Saved data entries:
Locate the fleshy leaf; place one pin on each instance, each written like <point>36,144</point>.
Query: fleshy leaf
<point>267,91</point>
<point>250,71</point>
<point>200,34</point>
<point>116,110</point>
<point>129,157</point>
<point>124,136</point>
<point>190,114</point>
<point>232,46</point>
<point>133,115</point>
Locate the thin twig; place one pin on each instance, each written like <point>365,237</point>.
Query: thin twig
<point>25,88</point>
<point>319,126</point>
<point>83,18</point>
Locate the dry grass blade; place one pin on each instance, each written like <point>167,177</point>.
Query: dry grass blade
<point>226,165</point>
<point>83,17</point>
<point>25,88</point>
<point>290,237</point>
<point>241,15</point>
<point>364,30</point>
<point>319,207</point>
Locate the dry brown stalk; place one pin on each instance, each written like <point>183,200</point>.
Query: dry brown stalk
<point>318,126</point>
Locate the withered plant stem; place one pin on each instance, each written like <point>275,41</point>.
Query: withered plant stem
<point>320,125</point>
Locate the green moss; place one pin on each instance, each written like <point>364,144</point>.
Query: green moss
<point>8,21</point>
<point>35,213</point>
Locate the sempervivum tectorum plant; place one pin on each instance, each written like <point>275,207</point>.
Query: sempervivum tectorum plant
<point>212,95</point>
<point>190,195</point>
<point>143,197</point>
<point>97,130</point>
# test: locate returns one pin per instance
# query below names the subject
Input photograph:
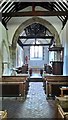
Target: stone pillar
(12, 57)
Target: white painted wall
(64, 37)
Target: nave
(34, 106)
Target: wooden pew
(53, 83)
(14, 86)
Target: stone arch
(45, 23)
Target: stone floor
(34, 106)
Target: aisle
(35, 105)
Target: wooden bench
(53, 83)
(14, 86)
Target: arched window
(36, 52)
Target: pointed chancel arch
(21, 28)
(30, 21)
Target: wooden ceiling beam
(33, 37)
(35, 45)
(35, 13)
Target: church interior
(33, 59)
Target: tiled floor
(34, 106)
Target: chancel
(34, 59)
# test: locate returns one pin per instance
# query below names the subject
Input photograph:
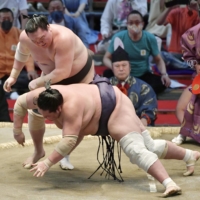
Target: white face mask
(135, 28)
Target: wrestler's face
(52, 116)
(42, 38)
(121, 70)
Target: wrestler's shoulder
(61, 30)
(23, 36)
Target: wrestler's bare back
(82, 108)
(64, 43)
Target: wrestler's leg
(134, 147)
(65, 162)
(179, 153)
(171, 188)
(37, 130)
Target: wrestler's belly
(92, 127)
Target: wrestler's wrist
(48, 163)
(15, 73)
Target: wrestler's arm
(64, 57)
(72, 123)
(22, 104)
(21, 57)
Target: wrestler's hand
(166, 80)
(8, 83)
(32, 85)
(40, 169)
(20, 138)
(32, 75)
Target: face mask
(57, 16)
(6, 25)
(135, 28)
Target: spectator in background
(157, 7)
(181, 18)
(75, 10)
(140, 44)
(57, 14)
(114, 18)
(189, 101)
(141, 94)
(9, 37)
(18, 7)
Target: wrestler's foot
(33, 159)
(65, 163)
(191, 163)
(172, 190)
(178, 140)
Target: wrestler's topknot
(35, 22)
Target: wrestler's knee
(35, 121)
(160, 148)
(134, 147)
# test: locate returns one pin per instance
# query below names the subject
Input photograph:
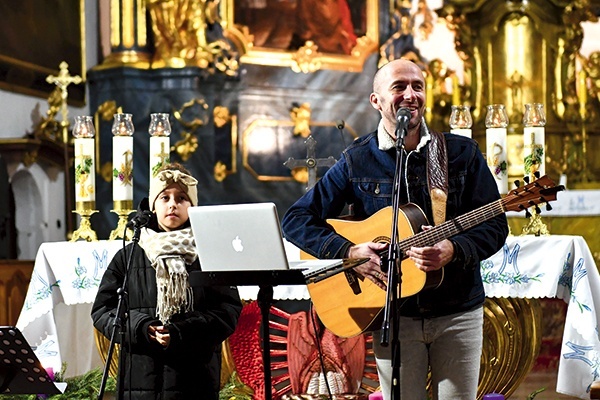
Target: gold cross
(62, 81)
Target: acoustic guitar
(349, 305)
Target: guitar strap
(437, 176)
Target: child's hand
(159, 334)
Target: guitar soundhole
(382, 239)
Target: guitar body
(347, 314)
(349, 305)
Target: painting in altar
(333, 25)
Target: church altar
(56, 321)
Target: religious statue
(300, 115)
(189, 33)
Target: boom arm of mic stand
(394, 272)
(119, 322)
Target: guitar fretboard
(451, 227)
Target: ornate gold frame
(307, 58)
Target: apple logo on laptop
(237, 244)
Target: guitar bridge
(353, 282)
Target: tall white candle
(85, 168)
(122, 131)
(160, 144)
(496, 121)
(123, 168)
(461, 120)
(533, 150)
(534, 119)
(496, 155)
(85, 178)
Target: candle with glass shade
(122, 131)
(85, 177)
(534, 120)
(461, 121)
(160, 145)
(496, 121)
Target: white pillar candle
(533, 150)
(462, 132)
(160, 144)
(123, 169)
(85, 177)
(496, 155)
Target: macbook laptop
(246, 237)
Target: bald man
(446, 176)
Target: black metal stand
(20, 370)
(394, 272)
(265, 280)
(119, 325)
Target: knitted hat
(164, 178)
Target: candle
(496, 122)
(461, 121)
(85, 178)
(122, 130)
(160, 145)
(534, 120)
(455, 89)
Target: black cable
(319, 350)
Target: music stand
(21, 372)
(265, 280)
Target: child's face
(171, 207)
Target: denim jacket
(363, 178)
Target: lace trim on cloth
(169, 252)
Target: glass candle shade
(122, 174)
(461, 121)
(496, 121)
(85, 178)
(160, 145)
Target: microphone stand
(394, 271)
(119, 322)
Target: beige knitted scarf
(169, 252)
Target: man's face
(399, 84)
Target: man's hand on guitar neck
(371, 269)
(434, 257)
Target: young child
(174, 332)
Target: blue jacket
(363, 178)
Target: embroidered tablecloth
(562, 267)
(55, 318)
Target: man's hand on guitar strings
(371, 269)
(434, 257)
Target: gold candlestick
(85, 230)
(122, 209)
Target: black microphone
(402, 118)
(142, 217)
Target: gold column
(128, 35)
(524, 52)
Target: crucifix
(310, 162)
(63, 80)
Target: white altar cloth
(562, 267)
(56, 315)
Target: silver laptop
(245, 237)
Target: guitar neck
(452, 227)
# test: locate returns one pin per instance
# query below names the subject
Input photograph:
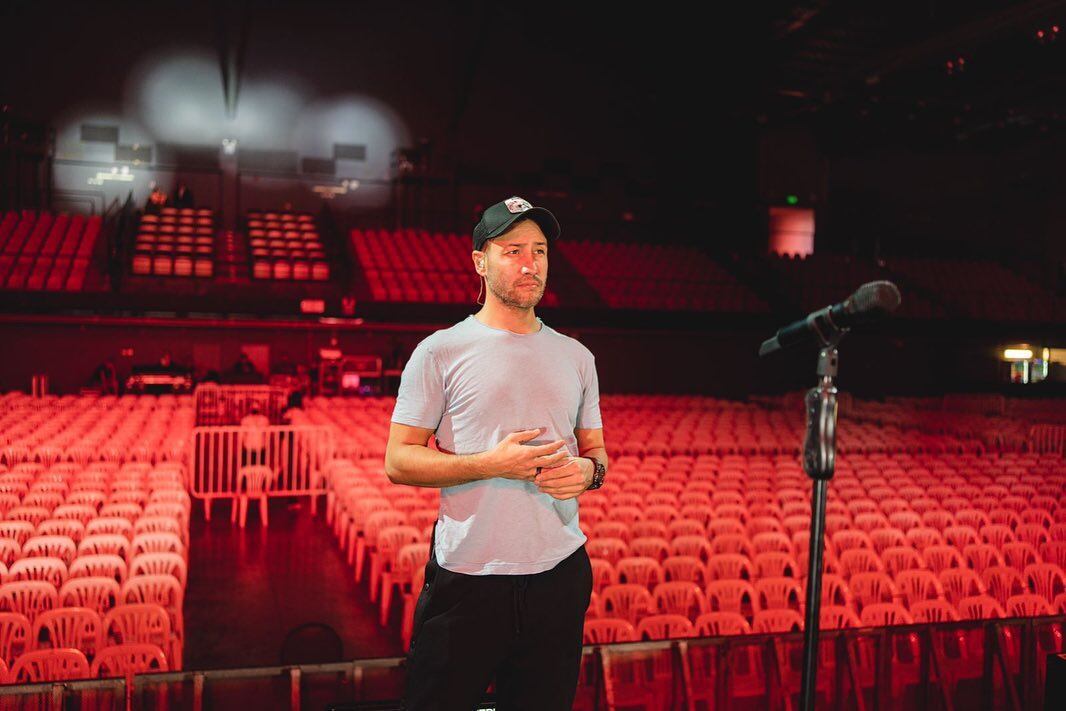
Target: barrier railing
(226, 404)
(1046, 438)
(294, 456)
(981, 664)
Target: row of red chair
(46, 252)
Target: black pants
(525, 631)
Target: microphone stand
(819, 457)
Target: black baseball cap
(499, 217)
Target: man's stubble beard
(511, 296)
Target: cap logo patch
(516, 205)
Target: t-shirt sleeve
(588, 416)
(420, 402)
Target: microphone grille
(875, 297)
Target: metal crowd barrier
(226, 404)
(981, 664)
(295, 456)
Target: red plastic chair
(664, 627)
(679, 598)
(696, 546)
(640, 570)
(164, 591)
(766, 621)
(50, 665)
(650, 528)
(685, 568)
(722, 624)
(608, 549)
(872, 588)
(775, 564)
(603, 574)
(129, 659)
(28, 597)
(1054, 551)
(933, 611)
(982, 556)
(1028, 606)
(111, 524)
(653, 547)
(412, 558)
(684, 527)
(771, 542)
(1020, 553)
(997, 535)
(778, 594)
(735, 596)
(387, 546)
(940, 558)
(860, 560)
(885, 614)
(729, 566)
(1046, 580)
(156, 543)
(850, 539)
(837, 616)
(374, 523)
(608, 630)
(156, 564)
(885, 538)
(68, 627)
(899, 559)
(980, 607)
(143, 624)
(626, 601)
(105, 565)
(66, 528)
(97, 594)
(919, 585)
(1032, 533)
(105, 544)
(1002, 582)
(960, 582)
(15, 635)
(47, 569)
(612, 530)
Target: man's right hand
(512, 459)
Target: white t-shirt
(473, 385)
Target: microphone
(870, 302)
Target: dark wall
(893, 359)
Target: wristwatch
(598, 473)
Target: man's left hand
(567, 480)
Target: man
(515, 408)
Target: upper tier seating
(286, 245)
(46, 252)
(176, 242)
(659, 276)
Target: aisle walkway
(247, 588)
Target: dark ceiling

• **Instructions for the task**:
If a line in the records above has the word "each", copy it.

• **Output for this task**:
Locate the fleshy leaf; place one pin on each instance, each written like <point>36,144</point>.
Locate the thin twig; place one pin on each instance, each written like <point>365,237</point>.
Locate the dry grass blade; place one pin on each instance, each written like <point>167,177</point>.
Locate the dry brown stalk; place one pin on each instance, each written like <point>183,200</point>.
Locate the withered plant stem; place one pin on each instance, each written like <point>275,41</point>.
Locate the green moss; place one pin on each instance, each written like <point>364,144</point>.
Locate the sempervivum tectorum plant; place one pin on each instance, each written like <point>275,207</point>.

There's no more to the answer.